══ Texto proporcionado ══

El circuito nervioso del cerebro puede ser copiado en el proceso de enseñanza y aprendizaje entre un cerebro y otro. De esta forma, el circuito responsable del habla, de la cultura, de las creencias religiosas queda impreso de forma irreversible en nuestro cerebro desde nuestra infancia. En la edad adulta es cuando se forma y queda impreso en el cerebro el circuito neuronal responsable de nuestros conocimientos y habilidades profesionales. Pero es importante que tengamos claro que la parte del diseño final derivada de nuestras experiencias personales es irrelevante para la supervivencia de los humanos.

La muerte de los humanos actúa para limpiar la psicoesfera de la contaminación generada por aquellas experiencias personales sin importancia. Es una consecuencia directa del hecho de que, para la supervivencia de la humanidad, muchas ideas solo son necesarias durante un cierto tiempo. Aún más, la propia evolución de la humanidad conlleva la desaparición de ideologías cuando las considera anticuadas. Un ejemplo del mundo maquínico: la continua demanda de ordenadores y maquinaria informatizada ha conducido a muchas profesiones a un callejón sin salida.

¿Qué tiene que ver «el pensar» con «la consciencia»? La verdad es que posiblemente el primer pensamiento del ser humano haya sido preguntarse quién era: ¿qué idea tenemos de nosotros mismos y de nuestra situación?

Si reservamos el concepto de consciencia al conocimiento propio resulta que tanto los humanos como, por ejemplo, los perros tienen consciencia. El perro guardián es consciente de que es el protector de su amo y se identifica como el perro de su dueño. La diferencia reside más en la cantidad que en la calidad.

Podemos imaginar a nuestro cerebro como un universo paralelo con la misión de ayudar a la especie humana a sobrevivir. Por eso, no es descabellado pensar que la llegada de una nueva especie humana consistirá en millones y millones de procesos de desaparición y generación de nuevas sinapsis, antes de llegar a las conexiones neuronales que permitan el gran salto hacia adelante con la ayuda de la interacción cerebro-máquina.

═══
══ Sección de datos ══

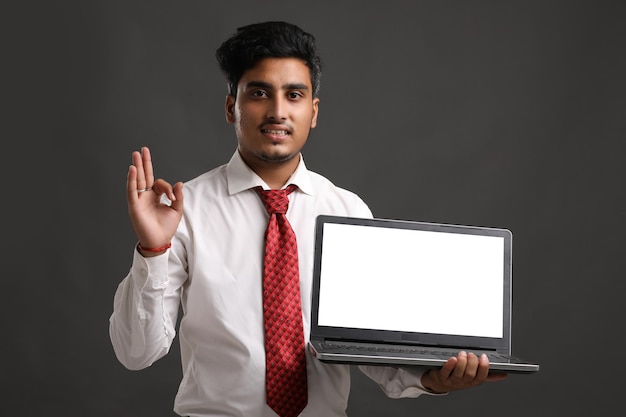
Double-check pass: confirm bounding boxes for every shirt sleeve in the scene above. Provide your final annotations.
[359,365,446,398]
[109,245,181,370]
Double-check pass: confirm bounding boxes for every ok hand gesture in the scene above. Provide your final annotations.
[126,147,183,256]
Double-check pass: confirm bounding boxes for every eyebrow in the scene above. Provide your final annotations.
[246,81,309,90]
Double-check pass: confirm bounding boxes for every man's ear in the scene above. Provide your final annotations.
[311,98,320,129]
[224,95,235,124]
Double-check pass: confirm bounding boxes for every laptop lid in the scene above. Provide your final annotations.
[311,215,536,370]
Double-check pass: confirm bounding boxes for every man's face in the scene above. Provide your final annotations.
[226,58,319,169]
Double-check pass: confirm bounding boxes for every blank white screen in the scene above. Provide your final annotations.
[318,224,504,338]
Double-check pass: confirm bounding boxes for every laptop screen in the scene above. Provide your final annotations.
[313,216,511,348]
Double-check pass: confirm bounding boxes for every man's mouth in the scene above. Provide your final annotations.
[261,129,289,136]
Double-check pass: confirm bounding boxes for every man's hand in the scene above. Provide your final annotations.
[422,352,507,394]
[126,147,183,256]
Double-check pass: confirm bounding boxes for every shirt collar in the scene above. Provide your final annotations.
[226,150,313,195]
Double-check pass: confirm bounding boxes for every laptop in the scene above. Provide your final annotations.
[308,215,539,373]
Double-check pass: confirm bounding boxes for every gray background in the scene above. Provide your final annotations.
[0,0,626,417]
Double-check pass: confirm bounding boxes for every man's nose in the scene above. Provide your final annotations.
[267,96,287,120]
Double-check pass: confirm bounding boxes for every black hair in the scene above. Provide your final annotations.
[215,22,322,97]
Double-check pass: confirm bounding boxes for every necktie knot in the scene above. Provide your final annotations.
[256,184,297,214]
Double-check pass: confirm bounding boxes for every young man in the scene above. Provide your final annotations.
[110,22,501,417]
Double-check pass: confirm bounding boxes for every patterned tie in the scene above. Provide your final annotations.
[256,185,308,417]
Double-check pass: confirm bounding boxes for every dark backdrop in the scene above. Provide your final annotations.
[0,0,626,417]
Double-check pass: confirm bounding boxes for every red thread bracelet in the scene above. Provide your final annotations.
[137,242,172,252]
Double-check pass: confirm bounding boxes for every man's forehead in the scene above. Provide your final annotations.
[239,58,312,90]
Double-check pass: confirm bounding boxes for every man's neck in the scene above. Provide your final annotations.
[242,150,301,190]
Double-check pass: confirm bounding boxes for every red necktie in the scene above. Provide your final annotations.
[256,185,308,417]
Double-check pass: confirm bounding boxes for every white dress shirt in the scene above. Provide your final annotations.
[109,152,425,417]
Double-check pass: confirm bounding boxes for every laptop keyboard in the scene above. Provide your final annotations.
[322,342,510,362]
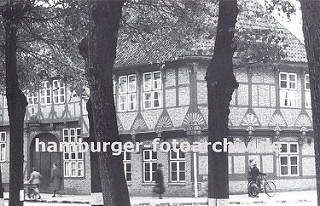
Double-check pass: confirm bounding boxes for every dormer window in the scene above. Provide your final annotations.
[118,74,137,112]
[279,72,298,107]
[143,71,162,109]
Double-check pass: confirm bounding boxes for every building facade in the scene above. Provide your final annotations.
[0,2,315,196]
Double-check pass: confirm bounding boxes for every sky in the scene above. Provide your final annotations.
[254,0,304,42]
[274,3,304,42]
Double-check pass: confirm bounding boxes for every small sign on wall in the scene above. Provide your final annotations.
[20,190,24,201]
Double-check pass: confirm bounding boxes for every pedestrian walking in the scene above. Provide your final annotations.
[51,164,62,197]
[28,167,42,199]
[153,164,165,199]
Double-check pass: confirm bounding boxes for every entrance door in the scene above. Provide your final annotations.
[30,134,62,193]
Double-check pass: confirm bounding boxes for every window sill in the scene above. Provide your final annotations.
[168,182,186,186]
[142,182,156,186]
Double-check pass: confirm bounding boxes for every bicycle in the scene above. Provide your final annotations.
[248,175,277,197]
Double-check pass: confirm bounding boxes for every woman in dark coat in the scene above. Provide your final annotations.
[153,164,165,199]
[51,164,62,197]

═══

*Trabajo solicitado*:
**A.** Según el texto sobre el cerebro y la consciencia, ¿qué función cumple la muerte de los humanos?
**B.** Prosigue el texto sobre el cerebro y la consciencia a partir de su última oración.

*Respuestas*:
**A.** Limpia la psicoesfera de la contaminación generada por las experiencias personales sin importancia.

**B.**
Nuestra habilidad para entender la naturaleza está limitada por nuestro pensamiento, regido por la información que recibimos a través de los cinco sentidos. De hecho, el pensamiento en los humanos se produce por las imágenes que recibimos de niños, lo cual introduce limitaciones en nuestra interpretación de la realidad, en nuestra capacidad para pensar una nueva realidad y en la disposición de formar humanos con diferentes habilidades. ¿Nos llevará esto a un mundo más regido por la verdad de la ciencia?

Creo que no es exagerado decir que, desde un punto de vista biológico, nuestro cerebro ha ralentizado su evolución. Son los avances tecnológicos los que ahora juegan un gran papel en el proceso evolutivo. La nueva inteligencia que se generará será la responsable de pensar el nuevo mundo y el futuro de la humanidad. A finales de este siglo xxi, parece que conviviremos con robots tan inteligentes como nosotros. ¿Para cuándo nuestro estremecimiento con los terceros en discordia: los cíborgs?

Hace poco, éramos monos. Todavía nos falta mucho para alcanzar nuestro cenit como civilización.